Source passage:
Earl Cochran, Jr (born April 19, 1981) is a former American football defensive end. He was signed by the Green Bay Packers as an undrafted free agent in 2003. He played college football at Alabama State.

Cochran was also a member of the Amsterdam Admirals, Minnesota Vikings, Houston Texans, and California Redwoods.

College career
During his senior season for the Hornets, Cochran amassed 9.5 sacks, which earned him All-SWAC honors.

Professional career

Green Bay Packers
Despite being undrafted, Cochran signed with the Green Bay Packers in 2003. During the 2003 preseason Earl suffered season-ending shoulder surgery and was placed on Injured Reserve, which eventually led to his release from the Packers prior to the 2004 season.

Minnesota Vikings
Cochran spent training camp with the Minnesota Vikings in 2005 but was released prior to the regular season. In week 7 of the 2005 season Earl was brought back as a member of the Vikings practice squad.

Referring expression data

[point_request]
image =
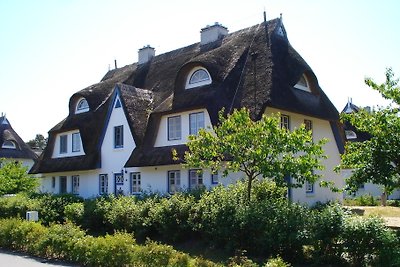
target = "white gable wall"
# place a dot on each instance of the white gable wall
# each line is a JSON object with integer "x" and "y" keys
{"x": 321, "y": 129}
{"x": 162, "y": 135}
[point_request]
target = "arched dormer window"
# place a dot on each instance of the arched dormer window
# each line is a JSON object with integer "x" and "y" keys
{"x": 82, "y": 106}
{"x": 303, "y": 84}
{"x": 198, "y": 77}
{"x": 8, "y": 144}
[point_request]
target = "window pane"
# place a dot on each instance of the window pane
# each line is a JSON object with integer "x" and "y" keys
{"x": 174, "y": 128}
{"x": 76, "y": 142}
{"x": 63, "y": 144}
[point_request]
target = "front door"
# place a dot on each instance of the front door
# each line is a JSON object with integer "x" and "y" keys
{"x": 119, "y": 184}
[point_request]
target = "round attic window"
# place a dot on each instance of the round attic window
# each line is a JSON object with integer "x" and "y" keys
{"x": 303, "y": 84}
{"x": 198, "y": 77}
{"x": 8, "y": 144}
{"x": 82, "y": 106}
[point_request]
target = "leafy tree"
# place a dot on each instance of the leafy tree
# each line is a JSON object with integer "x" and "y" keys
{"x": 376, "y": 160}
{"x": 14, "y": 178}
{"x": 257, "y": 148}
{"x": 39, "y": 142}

* * *

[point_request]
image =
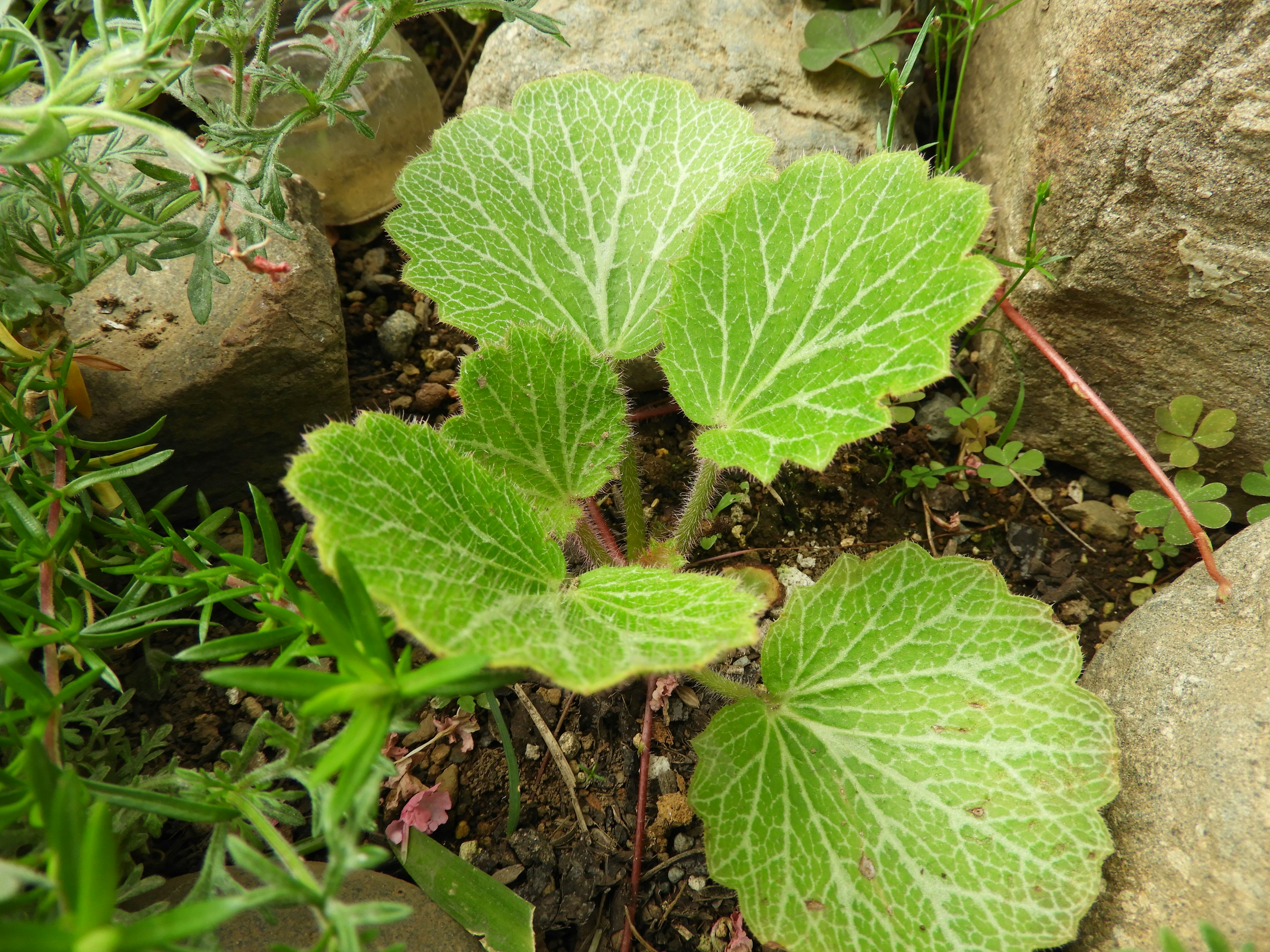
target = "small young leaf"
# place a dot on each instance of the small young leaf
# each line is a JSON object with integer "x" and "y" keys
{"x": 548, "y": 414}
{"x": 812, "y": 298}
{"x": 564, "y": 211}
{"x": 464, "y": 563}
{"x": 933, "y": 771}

* * *

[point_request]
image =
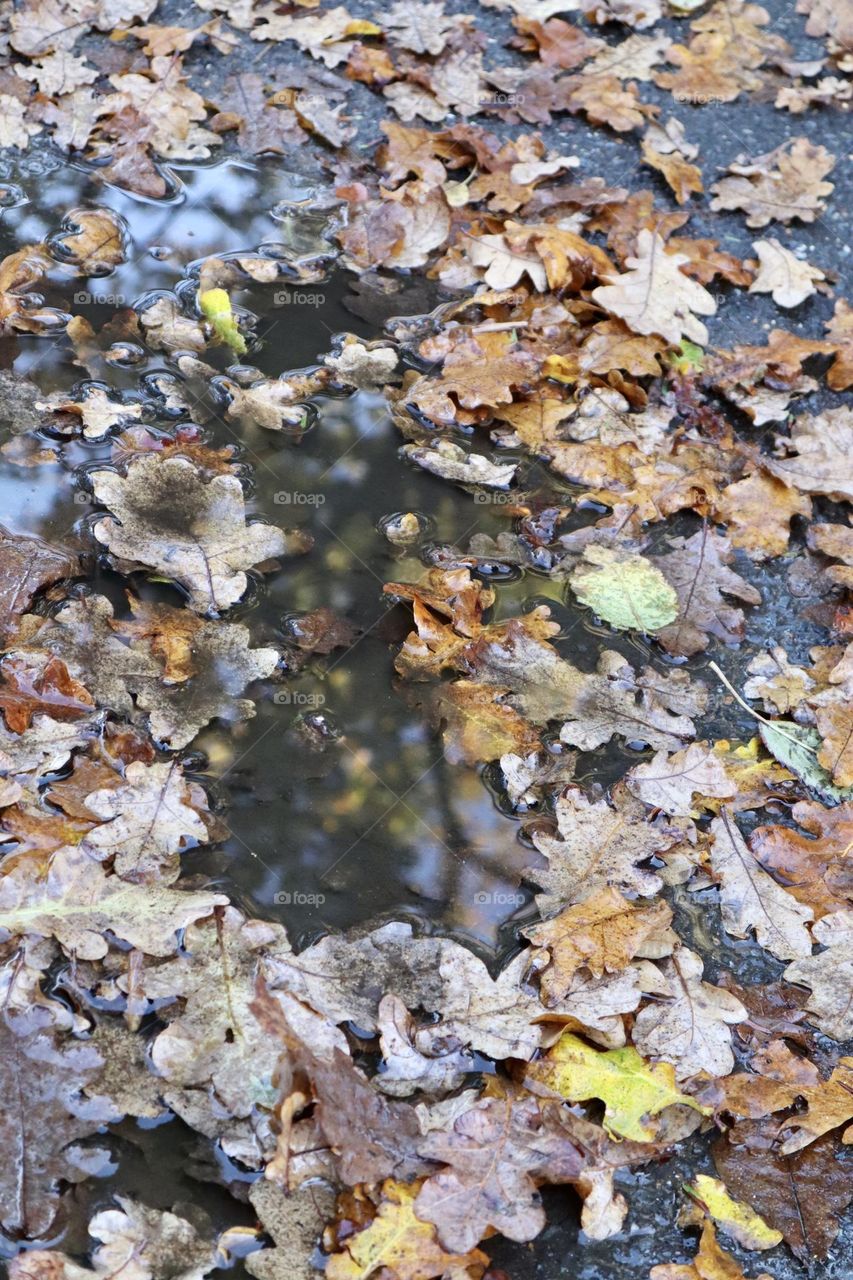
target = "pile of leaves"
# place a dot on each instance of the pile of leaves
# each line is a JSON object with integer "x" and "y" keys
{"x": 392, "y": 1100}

How to complete this task: According to the passage on Earl Cochran, how many sacks did he record during his senior college season?

Your solution: 9.5 sacks